§ **What is required**: Print the line containing "Expected: the position of each instance of the grey-green" and each line after it through the end, please, with nothing added.

★ ★ ★ ★

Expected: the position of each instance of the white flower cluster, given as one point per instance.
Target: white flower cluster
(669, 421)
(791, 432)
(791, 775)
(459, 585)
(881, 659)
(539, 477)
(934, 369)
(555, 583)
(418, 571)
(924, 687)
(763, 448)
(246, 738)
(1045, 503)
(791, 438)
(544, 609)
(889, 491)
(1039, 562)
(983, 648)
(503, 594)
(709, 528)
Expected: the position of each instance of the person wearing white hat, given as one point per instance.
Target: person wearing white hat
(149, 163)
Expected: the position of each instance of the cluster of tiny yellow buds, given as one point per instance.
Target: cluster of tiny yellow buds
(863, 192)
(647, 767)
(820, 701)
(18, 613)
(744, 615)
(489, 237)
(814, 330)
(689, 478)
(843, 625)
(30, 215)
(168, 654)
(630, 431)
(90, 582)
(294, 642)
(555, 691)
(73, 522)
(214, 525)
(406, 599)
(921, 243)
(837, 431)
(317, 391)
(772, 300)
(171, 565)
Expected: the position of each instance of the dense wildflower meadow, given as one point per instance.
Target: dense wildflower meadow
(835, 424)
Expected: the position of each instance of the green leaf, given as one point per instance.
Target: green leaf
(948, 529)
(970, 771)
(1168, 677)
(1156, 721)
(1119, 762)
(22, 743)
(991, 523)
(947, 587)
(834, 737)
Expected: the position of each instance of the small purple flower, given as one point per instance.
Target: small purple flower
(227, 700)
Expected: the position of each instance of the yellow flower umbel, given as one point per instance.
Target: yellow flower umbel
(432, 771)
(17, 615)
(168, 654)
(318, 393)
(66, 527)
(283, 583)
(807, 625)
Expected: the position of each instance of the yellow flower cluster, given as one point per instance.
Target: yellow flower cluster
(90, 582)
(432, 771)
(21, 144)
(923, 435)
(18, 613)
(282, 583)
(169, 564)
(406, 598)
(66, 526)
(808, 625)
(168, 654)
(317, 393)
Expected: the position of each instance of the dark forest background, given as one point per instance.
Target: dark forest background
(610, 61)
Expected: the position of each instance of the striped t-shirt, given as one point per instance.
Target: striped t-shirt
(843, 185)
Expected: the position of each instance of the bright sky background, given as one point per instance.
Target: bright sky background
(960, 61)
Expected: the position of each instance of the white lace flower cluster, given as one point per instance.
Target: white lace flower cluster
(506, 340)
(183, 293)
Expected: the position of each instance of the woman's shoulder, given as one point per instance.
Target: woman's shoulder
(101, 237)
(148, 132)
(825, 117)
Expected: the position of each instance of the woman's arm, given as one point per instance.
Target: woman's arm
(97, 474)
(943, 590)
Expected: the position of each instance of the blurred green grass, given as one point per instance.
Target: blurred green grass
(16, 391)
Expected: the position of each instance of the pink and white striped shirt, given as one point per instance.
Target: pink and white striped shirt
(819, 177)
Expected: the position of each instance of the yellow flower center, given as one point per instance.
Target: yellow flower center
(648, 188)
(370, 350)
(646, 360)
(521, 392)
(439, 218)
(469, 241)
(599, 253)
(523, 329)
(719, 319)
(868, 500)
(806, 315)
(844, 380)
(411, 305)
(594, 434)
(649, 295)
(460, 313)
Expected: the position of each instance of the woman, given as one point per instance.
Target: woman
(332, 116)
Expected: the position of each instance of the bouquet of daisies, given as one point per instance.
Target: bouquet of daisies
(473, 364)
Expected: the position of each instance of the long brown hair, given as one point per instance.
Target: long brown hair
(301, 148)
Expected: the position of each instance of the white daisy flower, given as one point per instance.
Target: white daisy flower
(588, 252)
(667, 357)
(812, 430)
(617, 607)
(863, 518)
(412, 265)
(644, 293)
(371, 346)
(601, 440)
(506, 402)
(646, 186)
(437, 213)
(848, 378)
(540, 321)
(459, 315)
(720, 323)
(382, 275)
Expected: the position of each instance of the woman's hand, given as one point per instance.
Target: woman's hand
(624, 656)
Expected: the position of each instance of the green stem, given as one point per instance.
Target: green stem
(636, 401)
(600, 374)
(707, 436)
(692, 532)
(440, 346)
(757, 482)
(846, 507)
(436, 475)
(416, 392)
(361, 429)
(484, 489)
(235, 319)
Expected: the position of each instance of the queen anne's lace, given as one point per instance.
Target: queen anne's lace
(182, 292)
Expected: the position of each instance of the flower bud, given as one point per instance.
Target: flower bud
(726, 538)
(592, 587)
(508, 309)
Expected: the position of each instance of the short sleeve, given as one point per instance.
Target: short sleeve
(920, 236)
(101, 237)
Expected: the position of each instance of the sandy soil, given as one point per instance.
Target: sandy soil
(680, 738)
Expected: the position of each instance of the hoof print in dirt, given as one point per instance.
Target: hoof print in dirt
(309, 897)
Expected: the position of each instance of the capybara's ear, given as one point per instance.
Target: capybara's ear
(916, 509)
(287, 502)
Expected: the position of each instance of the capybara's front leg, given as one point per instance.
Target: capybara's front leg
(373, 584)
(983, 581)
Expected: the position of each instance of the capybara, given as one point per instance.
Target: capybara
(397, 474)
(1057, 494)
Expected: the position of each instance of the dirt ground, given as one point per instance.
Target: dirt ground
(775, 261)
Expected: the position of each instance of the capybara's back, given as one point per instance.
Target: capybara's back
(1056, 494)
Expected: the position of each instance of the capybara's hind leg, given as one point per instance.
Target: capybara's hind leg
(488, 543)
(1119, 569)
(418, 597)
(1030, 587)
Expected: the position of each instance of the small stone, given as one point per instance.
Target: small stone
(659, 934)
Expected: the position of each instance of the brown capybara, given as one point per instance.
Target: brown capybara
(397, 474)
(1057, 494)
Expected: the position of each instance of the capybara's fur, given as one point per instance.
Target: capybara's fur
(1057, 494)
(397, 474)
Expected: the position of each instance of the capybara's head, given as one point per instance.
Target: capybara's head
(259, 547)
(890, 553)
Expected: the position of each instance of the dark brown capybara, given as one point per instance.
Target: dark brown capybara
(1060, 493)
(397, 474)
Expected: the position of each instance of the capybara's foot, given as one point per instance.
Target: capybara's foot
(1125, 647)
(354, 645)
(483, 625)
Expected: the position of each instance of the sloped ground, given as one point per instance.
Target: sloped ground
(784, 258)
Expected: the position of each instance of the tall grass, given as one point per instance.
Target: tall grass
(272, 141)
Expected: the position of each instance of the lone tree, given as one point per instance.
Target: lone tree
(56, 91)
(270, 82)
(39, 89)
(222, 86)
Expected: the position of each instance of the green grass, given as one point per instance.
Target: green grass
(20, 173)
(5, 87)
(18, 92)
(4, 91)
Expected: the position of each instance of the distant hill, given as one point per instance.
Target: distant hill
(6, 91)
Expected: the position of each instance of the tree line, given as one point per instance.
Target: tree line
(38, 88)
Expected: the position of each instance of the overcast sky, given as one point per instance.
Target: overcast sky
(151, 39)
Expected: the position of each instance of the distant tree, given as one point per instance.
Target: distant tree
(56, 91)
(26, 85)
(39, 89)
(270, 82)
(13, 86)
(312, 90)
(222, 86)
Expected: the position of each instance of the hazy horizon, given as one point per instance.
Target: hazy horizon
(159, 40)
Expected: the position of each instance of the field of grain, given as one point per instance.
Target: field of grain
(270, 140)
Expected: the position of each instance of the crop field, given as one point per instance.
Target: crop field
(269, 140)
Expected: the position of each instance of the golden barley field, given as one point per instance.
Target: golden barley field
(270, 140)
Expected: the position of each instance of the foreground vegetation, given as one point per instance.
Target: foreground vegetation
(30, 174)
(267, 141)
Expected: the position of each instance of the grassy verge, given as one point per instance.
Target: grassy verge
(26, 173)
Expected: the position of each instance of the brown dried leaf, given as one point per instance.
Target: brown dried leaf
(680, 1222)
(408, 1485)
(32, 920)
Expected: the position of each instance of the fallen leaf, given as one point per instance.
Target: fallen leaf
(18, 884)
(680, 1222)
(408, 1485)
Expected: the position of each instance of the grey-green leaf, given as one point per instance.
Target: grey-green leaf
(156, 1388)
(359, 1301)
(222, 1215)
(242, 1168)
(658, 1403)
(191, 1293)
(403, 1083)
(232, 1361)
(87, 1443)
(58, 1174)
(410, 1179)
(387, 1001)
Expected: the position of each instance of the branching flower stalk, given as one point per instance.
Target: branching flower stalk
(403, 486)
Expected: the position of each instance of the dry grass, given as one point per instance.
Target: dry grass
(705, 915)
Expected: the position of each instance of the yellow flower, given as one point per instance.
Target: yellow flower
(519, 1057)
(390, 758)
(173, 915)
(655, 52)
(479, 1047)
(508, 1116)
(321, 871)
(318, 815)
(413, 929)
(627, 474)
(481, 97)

★ ★ ★ ★

§ **Output below**:
Expected: the position of each instance of the grey-green leaf, given as one point per instance.
Target: grey-green leaf
(156, 1388)
(359, 1301)
(222, 1215)
(242, 1168)
(658, 1403)
(191, 1293)
(403, 1083)
(232, 1361)
(87, 1443)
(58, 1174)
(410, 1179)
(387, 1001)
Expected: the position of each instance of the branching flower stalk, given as one point per instance.
Target: branching flower stalk
(403, 486)
Expected: the position of each instance of the dry grass, given as one point per instance.
Target: dry grass
(705, 915)
Expected: the position of each instance of the yellow flower, given as one point per instance.
Target: yellow flower
(519, 1057)
(390, 758)
(173, 915)
(655, 52)
(479, 1047)
(508, 1116)
(321, 871)
(318, 815)
(413, 929)
(627, 474)
(481, 97)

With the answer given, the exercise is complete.